WORK INSTRUCTIONS: Write out the whole listing again, exactly as given.
================================
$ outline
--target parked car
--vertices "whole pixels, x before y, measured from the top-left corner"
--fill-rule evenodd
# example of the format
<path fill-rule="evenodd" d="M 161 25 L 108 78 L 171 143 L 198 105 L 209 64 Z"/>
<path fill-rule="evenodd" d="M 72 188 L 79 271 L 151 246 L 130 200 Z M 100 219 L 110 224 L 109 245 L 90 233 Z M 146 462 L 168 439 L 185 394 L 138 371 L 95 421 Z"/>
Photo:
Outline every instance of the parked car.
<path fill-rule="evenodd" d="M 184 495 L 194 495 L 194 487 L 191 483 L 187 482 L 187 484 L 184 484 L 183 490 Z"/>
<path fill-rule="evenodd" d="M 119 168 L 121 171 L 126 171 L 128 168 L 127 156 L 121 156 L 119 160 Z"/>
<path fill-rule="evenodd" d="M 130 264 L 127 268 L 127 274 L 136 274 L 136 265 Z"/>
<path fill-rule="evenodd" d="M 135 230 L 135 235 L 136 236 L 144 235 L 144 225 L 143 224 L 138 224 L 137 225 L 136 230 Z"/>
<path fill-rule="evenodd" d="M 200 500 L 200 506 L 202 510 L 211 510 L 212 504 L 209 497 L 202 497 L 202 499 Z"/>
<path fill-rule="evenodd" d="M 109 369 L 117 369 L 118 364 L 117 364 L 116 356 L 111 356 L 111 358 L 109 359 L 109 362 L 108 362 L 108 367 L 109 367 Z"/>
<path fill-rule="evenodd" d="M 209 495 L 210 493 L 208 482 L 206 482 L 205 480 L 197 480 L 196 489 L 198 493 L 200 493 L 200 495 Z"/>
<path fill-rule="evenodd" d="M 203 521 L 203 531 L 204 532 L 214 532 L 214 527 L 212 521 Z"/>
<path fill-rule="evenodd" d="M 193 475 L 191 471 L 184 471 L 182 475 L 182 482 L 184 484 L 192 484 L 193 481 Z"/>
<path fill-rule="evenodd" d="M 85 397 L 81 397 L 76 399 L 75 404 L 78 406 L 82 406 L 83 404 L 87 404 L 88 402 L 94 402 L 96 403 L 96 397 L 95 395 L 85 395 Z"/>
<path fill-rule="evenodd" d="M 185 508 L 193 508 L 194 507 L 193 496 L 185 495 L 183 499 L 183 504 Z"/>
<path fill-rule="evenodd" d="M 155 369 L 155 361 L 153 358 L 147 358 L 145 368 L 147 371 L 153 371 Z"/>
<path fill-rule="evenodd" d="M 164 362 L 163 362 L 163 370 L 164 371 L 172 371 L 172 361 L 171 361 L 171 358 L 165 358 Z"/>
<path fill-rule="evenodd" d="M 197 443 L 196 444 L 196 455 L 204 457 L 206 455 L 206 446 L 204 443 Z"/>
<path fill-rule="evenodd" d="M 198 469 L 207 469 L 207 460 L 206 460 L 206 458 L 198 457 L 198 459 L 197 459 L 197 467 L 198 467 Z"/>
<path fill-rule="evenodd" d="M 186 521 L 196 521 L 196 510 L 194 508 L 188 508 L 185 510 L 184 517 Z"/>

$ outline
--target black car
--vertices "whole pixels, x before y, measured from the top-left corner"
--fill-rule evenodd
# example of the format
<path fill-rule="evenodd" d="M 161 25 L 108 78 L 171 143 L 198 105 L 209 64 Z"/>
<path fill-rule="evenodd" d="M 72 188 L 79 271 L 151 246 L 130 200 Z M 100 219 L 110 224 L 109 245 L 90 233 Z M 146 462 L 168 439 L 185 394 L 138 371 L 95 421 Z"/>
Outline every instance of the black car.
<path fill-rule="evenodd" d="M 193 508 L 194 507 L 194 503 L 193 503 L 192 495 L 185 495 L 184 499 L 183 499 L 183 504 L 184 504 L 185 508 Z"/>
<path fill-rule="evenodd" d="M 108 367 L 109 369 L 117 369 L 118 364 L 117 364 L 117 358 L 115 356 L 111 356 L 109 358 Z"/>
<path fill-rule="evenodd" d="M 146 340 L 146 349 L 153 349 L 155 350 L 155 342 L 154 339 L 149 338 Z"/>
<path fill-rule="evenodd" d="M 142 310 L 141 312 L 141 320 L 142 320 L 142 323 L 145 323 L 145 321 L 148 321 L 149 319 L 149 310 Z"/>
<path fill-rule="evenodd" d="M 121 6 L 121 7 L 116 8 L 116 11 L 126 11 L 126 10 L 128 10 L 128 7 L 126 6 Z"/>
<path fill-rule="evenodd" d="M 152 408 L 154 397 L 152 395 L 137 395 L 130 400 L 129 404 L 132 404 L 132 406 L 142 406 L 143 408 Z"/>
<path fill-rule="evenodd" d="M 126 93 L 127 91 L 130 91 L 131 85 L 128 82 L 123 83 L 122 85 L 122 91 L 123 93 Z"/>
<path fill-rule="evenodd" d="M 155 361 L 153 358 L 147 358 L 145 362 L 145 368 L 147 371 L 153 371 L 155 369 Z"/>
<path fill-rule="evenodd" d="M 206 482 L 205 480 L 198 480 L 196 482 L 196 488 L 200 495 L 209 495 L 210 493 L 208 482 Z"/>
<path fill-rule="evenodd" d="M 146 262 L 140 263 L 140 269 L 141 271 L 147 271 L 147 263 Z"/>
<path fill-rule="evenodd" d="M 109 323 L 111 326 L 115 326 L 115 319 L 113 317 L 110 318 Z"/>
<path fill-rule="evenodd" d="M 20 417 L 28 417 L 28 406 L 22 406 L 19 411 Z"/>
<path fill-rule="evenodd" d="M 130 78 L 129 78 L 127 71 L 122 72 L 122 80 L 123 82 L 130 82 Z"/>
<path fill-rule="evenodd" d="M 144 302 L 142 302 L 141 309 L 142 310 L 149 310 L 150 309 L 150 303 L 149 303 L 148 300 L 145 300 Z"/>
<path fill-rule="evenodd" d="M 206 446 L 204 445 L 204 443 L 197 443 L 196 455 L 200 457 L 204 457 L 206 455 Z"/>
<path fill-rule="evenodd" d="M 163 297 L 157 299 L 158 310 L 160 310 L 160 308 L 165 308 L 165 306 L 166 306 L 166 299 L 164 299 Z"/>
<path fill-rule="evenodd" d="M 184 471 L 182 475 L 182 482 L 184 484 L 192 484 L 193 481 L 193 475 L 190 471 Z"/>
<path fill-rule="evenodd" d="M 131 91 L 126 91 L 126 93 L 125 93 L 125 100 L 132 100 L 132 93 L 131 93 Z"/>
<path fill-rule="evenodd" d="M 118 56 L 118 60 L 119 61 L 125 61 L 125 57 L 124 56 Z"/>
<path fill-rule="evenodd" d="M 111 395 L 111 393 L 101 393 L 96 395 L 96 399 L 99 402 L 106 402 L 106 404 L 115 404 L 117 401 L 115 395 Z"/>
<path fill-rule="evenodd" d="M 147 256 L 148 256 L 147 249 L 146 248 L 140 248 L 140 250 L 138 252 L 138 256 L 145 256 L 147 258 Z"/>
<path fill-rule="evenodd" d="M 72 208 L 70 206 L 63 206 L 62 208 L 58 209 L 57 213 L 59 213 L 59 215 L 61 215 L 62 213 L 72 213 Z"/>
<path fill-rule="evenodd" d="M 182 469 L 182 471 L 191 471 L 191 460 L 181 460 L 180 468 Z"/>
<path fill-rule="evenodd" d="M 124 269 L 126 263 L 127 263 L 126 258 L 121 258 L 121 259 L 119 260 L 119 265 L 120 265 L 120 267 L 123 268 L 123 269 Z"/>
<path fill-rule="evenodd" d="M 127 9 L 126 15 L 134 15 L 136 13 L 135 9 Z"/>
================================
RESPONSE BOX:
$ outline
--target parked car
--vertices "whole pixels, x before y, measured from the top-left corner"
--fill-rule evenodd
# example of the format
<path fill-rule="evenodd" d="M 161 25 L 108 78 L 171 143 L 198 105 L 209 64 Z"/>
<path fill-rule="evenodd" d="M 72 188 L 79 271 L 151 246 L 130 200 Z M 100 219 L 110 224 L 109 245 L 90 233 Z M 146 462 L 168 439 L 185 394 L 138 371 L 95 421 Z"/>
Photo:
Outline every instance of the parked car.
<path fill-rule="evenodd" d="M 184 495 L 194 495 L 194 487 L 191 483 L 187 482 L 187 484 L 184 484 L 183 490 Z"/>
<path fill-rule="evenodd" d="M 119 168 L 121 171 L 126 171 L 128 168 L 127 156 L 121 156 L 119 160 Z"/>
<path fill-rule="evenodd" d="M 130 264 L 127 268 L 127 274 L 136 274 L 136 265 Z"/>
<path fill-rule="evenodd" d="M 135 230 L 135 235 L 136 236 L 144 235 L 144 225 L 143 224 L 138 224 L 137 225 L 136 230 Z"/>
<path fill-rule="evenodd" d="M 200 500 L 200 506 L 202 510 L 211 510 L 212 504 L 209 497 L 202 497 L 202 499 Z"/>
<path fill-rule="evenodd" d="M 109 369 L 117 369 L 118 364 L 117 364 L 116 356 L 111 356 L 111 358 L 109 359 L 109 362 L 108 362 L 108 367 L 109 367 Z"/>
<path fill-rule="evenodd" d="M 209 495 L 210 493 L 208 482 L 206 482 L 205 480 L 197 480 L 196 489 L 198 493 L 200 493 L 200 495 Z"/>
<path fill-rule="evenodd" d="M 203 521 L 203 531 L 204 532 L 214 532 L 214 527 L 212 521 Z"/>
<path fill-rule="evenodd" d="M 193 475 L 191 471 L 184 471 L 182 475 L 182 482 L 184 484 L 192 484 L 193 481 Z"/>
<path fill-rule="evenodd" d="M 85 397 L 81 397 L 76 399 L 75 404 L 78 406 L 82 406 L 83 404 L 87 404 L 88 402 L 94 402 L 96 403 L 96 397 L 95 395 L 85 395 Z"/>
<path fill-rule="evenodd" d="M 185 508 L 193 508 L 194 507 L 193 496 L 185 495 L 183 499 L 183 504 Z"/>
<path fill-rule="evenodd" d="M 155 369 L 155 361 L 153 358 L 147 358 L 145 368 L 147 371 L 153 371 Z"/>
<path fill-rule="evenodd" d="M 164 362 L 163 362 L 163 370 L 164 371 L 172 371 L 172 361 L 171 361 L 171 358 L 165 358 Z"/>
<path fill-rule="evenodd" d="M 197 443 L 196 444 L 196 455 L 204 457 L 206 455 L 206 446 L 204 443 Z"/>
<path fill-rule="evenodd" d="M 198 469 L 207 469 L 207 460 L 206 460 L 206 458 L 198 457 L 198 459 L 197 459 L 197 467 L 198 467 Z"/>
<path fill-rule="evenodd" d="M 186 521 L 196 521 L 196 510 L 194 508 L 188 508 L 185 510 L 184 517 Z"/>

$ outline
--target black car
--vertices "whole pixels, x before y, measured from the top-left corner"
--fill-rule evenodd
# example of the format
<path fill-rule="evenodd" d="M 161 25 L 108 78 L 171 143 L 198 105 L 209 64 Z"/>
<path fill-rule="evenodd" d="M 72 188 L 79 271 L 151 246 L 130 200 Z M 100 219 L 110 224 L 109 245 L 90 233 Z M 146 462 L 168 439 L 185 394 L 138 371 L 95 421 Z"/>
Outline every instance of the black car.
<path fill-rule="evenodd" d="M 193 508 L 194 507 L 194 503 L 193 503 L 192 495 L 185 495 L 184 499 L 183 499 L 183 504 L 184 504 L 185 508 Z"/>
<path fill-rule="evenodd" d="M 108 367 L 109 369 L 117 369 L 118 364 L 117 364 L 117 358 L 115 356 L 111 356 L 109 358 Z"/>
<path fill-rule="evenodd" d="M 146 340 L 146 349 L 153 349 L 155 350 L 155 342 L 154 339 L 149 338 Z"/>
<path fill-rule="evenodd" d="M 142 310 L 141 312 L 141 320 L 142 320 L 142 323 L 145 323 L 145 321 L 148 321 L 149 319 L 149 310 Z"/>
<path fill-rule="evenodd" d="M 121 6 L 121 7 L 116 8 L 116 11 L 126 11 L 126 10 L 128 10 L 128 7 L 126 6 Z"/>
<path fill-rule="evenodd" d="M 152 408 L 154 397 L 152 395 L 137 395 L 130 400 L 129 404 L 132 404 L 132 406 L 142 406 L 143 408 Z"/>
<path fill-rule="evenodd" d="M 126 93 L 127 91 L 130 91 L 131 85 L 128 82 L 123 83 L 122 85 L 122 91 L 123 93 Z"/>
<path fill-rule="evenodd" d="M 155 361 L 153 358 L 147 358 L 145 362 L 145 368 L 147 371 L 153 371 L 155 369 Z"/>
<path fill-rule="evenodd" d="M 206 482 L 205 480 L 198 480 L 196 482 L 196 488 L 200 495 L 209 495 L 210 493 L 208 482 Z"/>
<path fill-rule="evenodd" d="M 146 262 L 140 263 L 140 269 L 141 271 L 147 271 L 147 263 Z"/>
<path fill-rule="evenodd" d="M 109 323 L 111 326 L 115 326 L 115 319 L 113 317 L 110 318 Z"/>
<path fill-rule="evenodd" d="M 20 417 L 28 417 L 28 406 L 22 406 L 19 411 Z"/>
<path fill-rule="evenodd" d="M 130 78 L 129 78 L 127 71 L 122 72 L 122 80 L 123 82 L 130 82 Z"/>
<path fill-rule="evenodd" d="M 144 302 L 142 302 L 141 309 L 142 310 L 149 310 L 150 309 L 150 303 L 149 303 L 148 300 L 145 300 Z"/>
<path fill-rule="evenodd" d="M 206 446 L 204 445 L 204 443 L 197 443 L 196 455 L 200 457 L 204 457 L 206 455 Z"/>
<path fill-rule="evenodd" d="M 163 297 L 157 299 L 158 310 L 160 310 L 160 308 L 165 308 L 165 306 L 166 306 L 166 299 L 164 299 Z"/>
<path fill-rule="evenodd" d="M 184 471 L 182 475 L 182 482 L 184 484 L 192 484 L 193 481 L 193 475 L 190 471 Z"/>
<path fill-rule="evenodd" d="M 131 91 L 126 91 L 126 93 L 125 93 L 125 100 L 132 100 L 132 93 L 131 93 Z"/>
<path fill-rule="evenodd" d="M 118 56 L 118 60 L 119 61 L 125 61 L 125 57 L 124 56 Z"/>
<path fill-rule="evenodd" d="M 111 395 L 111 393 L 101 393 L 96 395 L 96 399 L 99 402 L 106 402 L 106 404 L 115 404 L 117 401 L 115 395 Z"/>
<path fill-rule="evenodd" d="M 147 256 L 148 256 L 147 249 L 146 248 L 140 248 L 140 250 L 138 252 L 138 256 L 145 256 L 147 258 Z"/>
<path fill-rule="evenodd" d="M 72 208 L 70 206 L 63 206 L 62 208 L 58 209 L 57 213 L 59 213 L 59 215 L 61 215 L 62 213 L 72 213 Z"/>
<path fill-rule="evenodd" d="M 182 469 L 182 471 L 191 471 L 191 460 L 181 460 L 180 468 Z"/>
<path fill-rule="evenodd" d="M 124 269 L 126 263 L 127 263 L 126 258 L 121 258 L 121 259 L 119 260 L 119 265 L 120 265 L 120 267 L 123 268 L 123 269 Z"/>
<path fill-rule="evenodd" d="M 127 9 L 126 15 L 134 15 L 136 13 L 135 9 Z"/>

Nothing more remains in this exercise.